Objectif énoncé 1: Pour chacune des affirmations suivantes, indiquer par oui ou par non si elle concorde avec le texte sélectionné, en citant à l'identique les mots du texte qui tranchent. (a) Charles, qui offre l'hébergement pour la nuit, a 48 ans. (b) Selon le texte, se perdre est une situation fréquente pour la personne qui raconte. (c) Au marché Jean Talon, Sébastien mange une tourtière.
Objectif énoncé 2: Traduire en anglais la phrase suivante du texte sélectionné : « Les arbres sont magnifiques, la lumière du matin les éclaire avec simplicité. »
Objectif énoncé 3: Relever toutes les personnes désignées par leur nom dans le texte sélectionné.

Texte sélectionné:
::::::::
Le Routard est rangé dans mon sac à dos. Je m'arrête parfois pour faire des photos, mais je cherche à avancer à l'aveuglette. Je reste un moment dans un Starbuck Coffee de la Catherine: malgré tout, je dois travailler A l'ami qui ne m'a pas sauvé la vie d'Hervé Guibert. Mais mon esprit est ailleurs; il traverse les rues bourdonnantes de Montréal. Je reprends ma route, et me retrouve par le plus grand des hasards dans le Quartier Saint Laurent, portion de la ville grandement habitée par des immigrés de confession musulmane. Je rentre dans un magasin de vêtements et parle une bonne demie-heure avec une mère indienne originaire de Bangalore. Nous échangeons nos souvenirs de l'Inde, et elle me parle avec émerveillement de ce beau pays qu'est le Canada, dans un anglais ô combien malmené. Je repars avec le sourire aux lèvres, pour me rendre compte que je me suis perdu. Et ça, ce que j'aime! Je ne me perds que rarement, ayant un sens de l'orientation assez développé. Je ne sais pas où je suis, n'ai aucun repère, et avance dans un sens qui ne me dit absolument rien. Où vais-je arriver? Je ne sais pas, et j'aime ce vide qui m'habite. Juste profiter du quartier, qui en soi n'a rien d'intéressant; les rues sont désertes, et j'avance libre de toute contrainte géographique. Finalement, je débarque dans le Quartier latin, coin sympa et assez mouvementé le soir. J'aperçois un théâtre où Ginette Reno se produit durant la fin de semaine. Pensée pour ma grand-mère, qui voudrait que je lui ramène une chanson de cette chanteuse... Au final, il est 19h30, et je me rends sur l'avenue Henri-Julien, prêt du Mont Royal, où Charles, un monsieur de 48 ans, m'héberge gracieusement pour cette nuit.
Après une nuit réparatrice, et un accueil chaleureux, je reprends ma route, en ce samedi 2 Octobre. Je passe à côté de la maison de Michel Tremblay (ah....) et décide de continuer mon exploration du monde romanesque de ce dernier en passant un moment au Parc Lafontaine. Des écureuils absolument pas farouches s'approchent de moi, je m'amuse à les prendre en photo. Les arbres sont magnifiques, la lumière du matin les éclaire avec simplicité. Marche silencieuse.
12h, Station de métro Sherbrooke. J'ai rendez-vous avec Sébastien, que je n'ai pas revu depuis bien quatre mois. Sébastien est maintenant à l'Université de Montréal en maîtrise d'orthophonie. Nous passons le reste de la journée ensemble, ainsi que la soirée et la nuit, il m'héberge chez lui, dans le Quartier latin. Mais avant tout, nous allons au marché Jean Talon en prendre plein les mirettes de couleurs et de senteurs. Petite crispation au coeur, quand nous entrons dans une fromagerie et examinons le prix des fromages: 32 CA$ le prix d'un reblochon, cela fait mal! Nous mangeons au marché: Seb une moussaka, moi une tourtière, avec un bouillon de légumes excellent.
::::::::
Enregistrements stockés:
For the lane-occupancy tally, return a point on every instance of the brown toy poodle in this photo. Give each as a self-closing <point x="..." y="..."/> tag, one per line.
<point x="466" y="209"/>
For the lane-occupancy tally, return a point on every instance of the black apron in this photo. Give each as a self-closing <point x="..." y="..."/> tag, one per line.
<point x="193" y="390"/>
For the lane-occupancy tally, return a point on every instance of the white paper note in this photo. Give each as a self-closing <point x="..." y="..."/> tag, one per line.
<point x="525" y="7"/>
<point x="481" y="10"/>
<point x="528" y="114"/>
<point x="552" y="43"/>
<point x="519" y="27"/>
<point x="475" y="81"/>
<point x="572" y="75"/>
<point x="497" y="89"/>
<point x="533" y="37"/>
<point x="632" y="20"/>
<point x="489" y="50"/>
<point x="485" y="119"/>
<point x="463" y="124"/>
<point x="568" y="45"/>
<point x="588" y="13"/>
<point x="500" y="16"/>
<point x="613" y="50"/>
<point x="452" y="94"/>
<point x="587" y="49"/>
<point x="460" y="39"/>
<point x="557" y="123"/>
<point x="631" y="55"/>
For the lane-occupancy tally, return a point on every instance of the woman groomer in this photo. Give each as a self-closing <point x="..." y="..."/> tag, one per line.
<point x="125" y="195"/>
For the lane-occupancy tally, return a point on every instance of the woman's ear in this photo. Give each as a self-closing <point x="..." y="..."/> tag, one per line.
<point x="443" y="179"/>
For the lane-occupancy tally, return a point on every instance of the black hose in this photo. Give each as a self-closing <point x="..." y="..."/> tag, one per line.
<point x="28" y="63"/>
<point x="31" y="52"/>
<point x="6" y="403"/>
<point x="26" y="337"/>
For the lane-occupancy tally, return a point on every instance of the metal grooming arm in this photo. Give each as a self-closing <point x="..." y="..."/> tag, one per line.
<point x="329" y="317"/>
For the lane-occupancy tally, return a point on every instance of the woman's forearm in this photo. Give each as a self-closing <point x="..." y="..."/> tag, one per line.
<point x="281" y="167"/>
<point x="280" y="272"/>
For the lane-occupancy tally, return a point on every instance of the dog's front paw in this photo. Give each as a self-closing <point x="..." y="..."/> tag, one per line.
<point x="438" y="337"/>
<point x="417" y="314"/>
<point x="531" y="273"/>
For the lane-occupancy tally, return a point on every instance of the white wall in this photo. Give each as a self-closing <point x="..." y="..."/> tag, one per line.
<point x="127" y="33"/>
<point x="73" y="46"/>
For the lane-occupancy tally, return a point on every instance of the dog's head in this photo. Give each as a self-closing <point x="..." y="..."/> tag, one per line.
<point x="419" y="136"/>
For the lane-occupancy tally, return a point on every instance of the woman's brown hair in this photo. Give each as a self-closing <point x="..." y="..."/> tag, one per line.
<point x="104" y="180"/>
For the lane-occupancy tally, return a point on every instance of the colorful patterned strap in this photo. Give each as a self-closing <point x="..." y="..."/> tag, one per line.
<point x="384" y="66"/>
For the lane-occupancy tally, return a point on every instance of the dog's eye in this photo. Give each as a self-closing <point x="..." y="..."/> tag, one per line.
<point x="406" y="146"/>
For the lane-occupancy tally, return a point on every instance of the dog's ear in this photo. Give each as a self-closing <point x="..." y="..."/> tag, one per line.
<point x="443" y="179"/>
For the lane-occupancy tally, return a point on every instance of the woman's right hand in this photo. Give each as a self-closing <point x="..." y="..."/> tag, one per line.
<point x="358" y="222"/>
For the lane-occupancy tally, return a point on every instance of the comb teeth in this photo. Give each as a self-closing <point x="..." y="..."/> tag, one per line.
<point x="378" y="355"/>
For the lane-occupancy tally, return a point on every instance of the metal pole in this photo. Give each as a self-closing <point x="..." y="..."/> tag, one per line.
::::::::
Solution rédigée 1:
(a) Oui : « où Charles, un monsieur de 48 ans, m'héberge gracieusement pour cette nuit ».
(b) Non : « Je ne me perds que rarement, ayant un sens de l'orientation assez développé. »
(c) Non : « Seb une moussaka, moi une tourtière ».

Solution rédigée 2: The trees are magnificent; the morning light illuminates them with simplicity.

Solution rédigée 3:
- Hervé Guibert
- Ginette Reno
- Charles
- Michel Tremblay
- Sébastien